**About this exercise:** Lines where the string "instance" appears are to be copied from the entries below.

--- Materials provided Enclosed Below ---

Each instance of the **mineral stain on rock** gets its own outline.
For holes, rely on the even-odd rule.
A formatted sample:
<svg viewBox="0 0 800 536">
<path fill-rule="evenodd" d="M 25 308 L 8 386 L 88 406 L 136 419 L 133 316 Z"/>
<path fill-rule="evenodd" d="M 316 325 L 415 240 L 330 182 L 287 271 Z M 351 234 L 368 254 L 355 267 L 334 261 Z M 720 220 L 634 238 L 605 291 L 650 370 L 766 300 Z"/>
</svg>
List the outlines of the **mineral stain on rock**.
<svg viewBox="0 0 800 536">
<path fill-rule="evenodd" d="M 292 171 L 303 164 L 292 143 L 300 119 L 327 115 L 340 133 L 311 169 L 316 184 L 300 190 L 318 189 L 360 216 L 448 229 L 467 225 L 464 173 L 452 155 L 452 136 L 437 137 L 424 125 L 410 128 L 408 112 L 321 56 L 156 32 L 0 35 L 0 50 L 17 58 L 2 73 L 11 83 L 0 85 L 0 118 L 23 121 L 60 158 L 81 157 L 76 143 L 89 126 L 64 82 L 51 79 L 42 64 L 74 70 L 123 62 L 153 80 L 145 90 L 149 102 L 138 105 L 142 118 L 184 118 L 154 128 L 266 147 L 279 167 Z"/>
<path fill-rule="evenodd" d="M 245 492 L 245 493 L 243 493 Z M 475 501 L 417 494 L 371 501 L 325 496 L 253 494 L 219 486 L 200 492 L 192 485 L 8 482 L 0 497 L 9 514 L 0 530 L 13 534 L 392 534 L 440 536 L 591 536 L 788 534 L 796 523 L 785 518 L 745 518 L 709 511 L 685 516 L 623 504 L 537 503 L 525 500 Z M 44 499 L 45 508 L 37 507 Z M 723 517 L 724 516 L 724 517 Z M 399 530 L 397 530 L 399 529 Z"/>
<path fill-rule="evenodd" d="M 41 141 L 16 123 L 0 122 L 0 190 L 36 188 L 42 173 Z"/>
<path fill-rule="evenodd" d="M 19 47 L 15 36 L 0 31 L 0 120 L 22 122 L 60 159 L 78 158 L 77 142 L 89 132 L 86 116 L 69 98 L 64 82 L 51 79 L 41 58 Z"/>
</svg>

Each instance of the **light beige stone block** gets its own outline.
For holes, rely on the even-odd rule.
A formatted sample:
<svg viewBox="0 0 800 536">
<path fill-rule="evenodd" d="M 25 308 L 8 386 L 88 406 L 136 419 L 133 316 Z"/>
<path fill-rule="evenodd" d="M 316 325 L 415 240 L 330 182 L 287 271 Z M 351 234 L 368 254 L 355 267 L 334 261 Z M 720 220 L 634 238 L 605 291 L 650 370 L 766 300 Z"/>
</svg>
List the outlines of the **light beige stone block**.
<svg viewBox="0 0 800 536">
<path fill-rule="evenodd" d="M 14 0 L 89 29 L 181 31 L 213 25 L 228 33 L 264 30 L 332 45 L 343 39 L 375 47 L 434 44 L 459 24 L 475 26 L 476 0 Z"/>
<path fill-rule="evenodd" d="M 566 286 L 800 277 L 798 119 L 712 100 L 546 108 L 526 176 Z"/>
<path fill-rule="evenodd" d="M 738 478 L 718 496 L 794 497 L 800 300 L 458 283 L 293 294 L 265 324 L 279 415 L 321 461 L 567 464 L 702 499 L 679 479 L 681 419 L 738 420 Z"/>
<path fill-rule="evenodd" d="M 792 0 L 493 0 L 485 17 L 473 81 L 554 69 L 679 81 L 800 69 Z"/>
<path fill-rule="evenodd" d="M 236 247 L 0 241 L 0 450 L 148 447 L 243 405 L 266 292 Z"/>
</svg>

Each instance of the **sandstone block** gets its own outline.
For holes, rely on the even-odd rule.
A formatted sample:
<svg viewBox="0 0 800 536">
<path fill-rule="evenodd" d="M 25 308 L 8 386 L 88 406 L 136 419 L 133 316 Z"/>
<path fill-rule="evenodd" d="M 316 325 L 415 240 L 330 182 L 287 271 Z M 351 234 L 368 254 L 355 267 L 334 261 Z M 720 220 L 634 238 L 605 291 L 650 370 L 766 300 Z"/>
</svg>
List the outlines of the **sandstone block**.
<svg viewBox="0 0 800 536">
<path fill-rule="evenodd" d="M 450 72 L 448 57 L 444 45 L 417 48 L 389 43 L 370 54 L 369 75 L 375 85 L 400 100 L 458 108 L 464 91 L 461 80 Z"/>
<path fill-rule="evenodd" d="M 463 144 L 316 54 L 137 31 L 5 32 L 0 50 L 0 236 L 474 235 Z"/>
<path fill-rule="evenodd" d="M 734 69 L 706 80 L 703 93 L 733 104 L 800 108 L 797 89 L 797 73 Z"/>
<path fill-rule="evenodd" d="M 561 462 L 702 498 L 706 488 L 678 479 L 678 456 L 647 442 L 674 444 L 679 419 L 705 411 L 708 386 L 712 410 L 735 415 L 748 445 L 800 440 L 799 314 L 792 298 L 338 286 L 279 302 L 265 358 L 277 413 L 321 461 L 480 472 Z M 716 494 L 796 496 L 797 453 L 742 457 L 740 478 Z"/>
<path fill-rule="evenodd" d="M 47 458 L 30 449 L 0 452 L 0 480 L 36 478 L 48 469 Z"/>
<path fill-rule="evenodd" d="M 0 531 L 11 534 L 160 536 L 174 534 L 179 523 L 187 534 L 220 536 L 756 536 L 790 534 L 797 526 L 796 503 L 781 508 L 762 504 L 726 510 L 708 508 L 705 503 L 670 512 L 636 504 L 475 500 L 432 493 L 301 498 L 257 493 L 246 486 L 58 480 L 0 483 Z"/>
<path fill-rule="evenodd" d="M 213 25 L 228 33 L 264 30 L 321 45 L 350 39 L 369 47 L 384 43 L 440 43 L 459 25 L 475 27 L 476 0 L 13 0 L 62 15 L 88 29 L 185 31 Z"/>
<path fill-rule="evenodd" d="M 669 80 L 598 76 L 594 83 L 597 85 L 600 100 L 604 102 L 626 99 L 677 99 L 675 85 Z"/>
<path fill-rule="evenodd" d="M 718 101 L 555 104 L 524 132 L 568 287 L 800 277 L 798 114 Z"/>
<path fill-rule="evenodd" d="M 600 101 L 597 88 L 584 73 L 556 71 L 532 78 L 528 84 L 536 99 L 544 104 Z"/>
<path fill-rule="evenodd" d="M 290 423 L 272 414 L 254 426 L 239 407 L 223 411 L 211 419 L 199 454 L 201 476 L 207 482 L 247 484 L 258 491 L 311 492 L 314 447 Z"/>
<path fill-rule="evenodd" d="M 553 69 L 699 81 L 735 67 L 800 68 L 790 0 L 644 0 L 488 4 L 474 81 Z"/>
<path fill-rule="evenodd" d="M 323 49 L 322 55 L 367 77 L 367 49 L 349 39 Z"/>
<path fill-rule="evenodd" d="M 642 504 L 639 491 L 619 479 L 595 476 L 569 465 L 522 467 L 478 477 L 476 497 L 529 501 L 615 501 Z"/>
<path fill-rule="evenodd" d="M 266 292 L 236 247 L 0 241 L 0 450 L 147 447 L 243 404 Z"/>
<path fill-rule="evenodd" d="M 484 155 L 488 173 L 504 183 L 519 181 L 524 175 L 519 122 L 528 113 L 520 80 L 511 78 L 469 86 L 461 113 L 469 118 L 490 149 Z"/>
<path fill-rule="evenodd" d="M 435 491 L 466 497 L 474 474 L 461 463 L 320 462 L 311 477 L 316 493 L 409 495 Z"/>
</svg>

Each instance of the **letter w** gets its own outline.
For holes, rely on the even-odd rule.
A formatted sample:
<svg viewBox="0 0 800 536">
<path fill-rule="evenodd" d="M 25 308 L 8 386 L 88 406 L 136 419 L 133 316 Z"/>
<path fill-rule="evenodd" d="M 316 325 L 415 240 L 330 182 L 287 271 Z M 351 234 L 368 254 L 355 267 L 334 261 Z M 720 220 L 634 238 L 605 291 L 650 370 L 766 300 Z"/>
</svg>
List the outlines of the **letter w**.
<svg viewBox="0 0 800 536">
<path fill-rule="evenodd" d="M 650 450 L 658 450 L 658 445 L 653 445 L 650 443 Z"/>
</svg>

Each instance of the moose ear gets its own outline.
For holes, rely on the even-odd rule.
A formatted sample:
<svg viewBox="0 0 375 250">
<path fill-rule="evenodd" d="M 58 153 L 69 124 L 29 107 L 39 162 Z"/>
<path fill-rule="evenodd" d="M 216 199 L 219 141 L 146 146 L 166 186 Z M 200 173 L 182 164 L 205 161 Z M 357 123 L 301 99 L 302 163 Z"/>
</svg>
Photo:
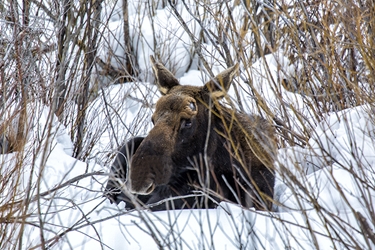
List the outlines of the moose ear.
<svg viewBox="0 0 375 250">
<path fill-rule="evenodd" d="M 236 63 L 229 69 L 219 73 L 215 78 L 211 79 L 204 85 L 204 90 L 211 93 L 212 97 L 222 98 L 229 90 L 234 76 L 237 74 L 240 65 Z"/>
<path fill-rule="evenodd" d="M 172 87 L 180 85 L 172 72 L 167 70 L 163 64 L 156 62 L 152 55 L 150 56 L 150 61 L 152 64 L 152 70 L 154 71 L 156 85 L 162 95 L 166 95 Z"/>
</svg>

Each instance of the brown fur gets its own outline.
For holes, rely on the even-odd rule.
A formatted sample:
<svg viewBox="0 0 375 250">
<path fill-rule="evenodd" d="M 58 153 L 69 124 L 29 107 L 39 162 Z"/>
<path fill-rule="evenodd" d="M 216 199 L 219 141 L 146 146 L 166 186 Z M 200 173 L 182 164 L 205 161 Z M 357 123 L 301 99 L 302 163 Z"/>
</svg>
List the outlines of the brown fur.
<svg viewBox="0 0 375 250">
<path fill-rule="evenodd" d="M 195 87 L 179 85 L 162 64 L 151 61 L 163 96 L 152 116 L 153 129 L 129 156 L 129 190 L 146 204 L 201 191 L 205 198 L 181 198 L 174 206 L 214 207 L 212 200 L 229 200 L 270 209 L 275 181 L 273 128 L 261 117 L 219 103 L 238 65 Z"/>
</svg>

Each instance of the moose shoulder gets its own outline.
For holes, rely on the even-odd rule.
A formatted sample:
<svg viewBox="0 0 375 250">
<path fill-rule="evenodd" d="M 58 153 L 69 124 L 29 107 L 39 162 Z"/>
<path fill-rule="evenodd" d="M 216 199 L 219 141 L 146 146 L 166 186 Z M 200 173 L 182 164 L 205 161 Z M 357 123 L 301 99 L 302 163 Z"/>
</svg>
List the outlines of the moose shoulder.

--- End of Enclosed Materials provided ---

**Solution for this problem:**
Each instance of the **mineral stain on rock** gets its own outline.
Each instance of the **light beige stone block** gets its own outline.
Each instance of the **sandstone block** gets its own outline.
Each instance of the **letter w** gets its own outline.
Each instance of the moose ear gets its own outline.
Each instance of the brown fur gets its own outline.
Each instance of the moose shoulder gets its own outline.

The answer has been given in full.